Work to be completed: Images within the entries are to be omitted; the remainder must be reproduced exactly.

Extracted records:
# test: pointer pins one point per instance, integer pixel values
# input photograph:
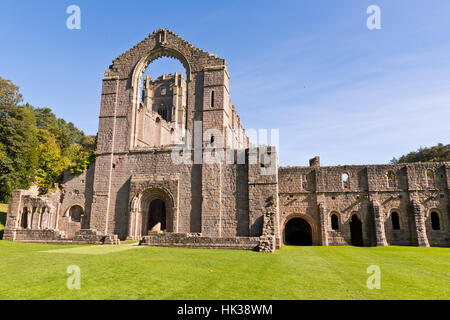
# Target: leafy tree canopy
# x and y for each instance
(436, 153)
(36, 146)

Task output:
# test: pointer pins one point per instance, integer pixel values
# input photograph:
# Target: leafy tree canopy
# x and y for each instance
(436, 153)
(36, 146)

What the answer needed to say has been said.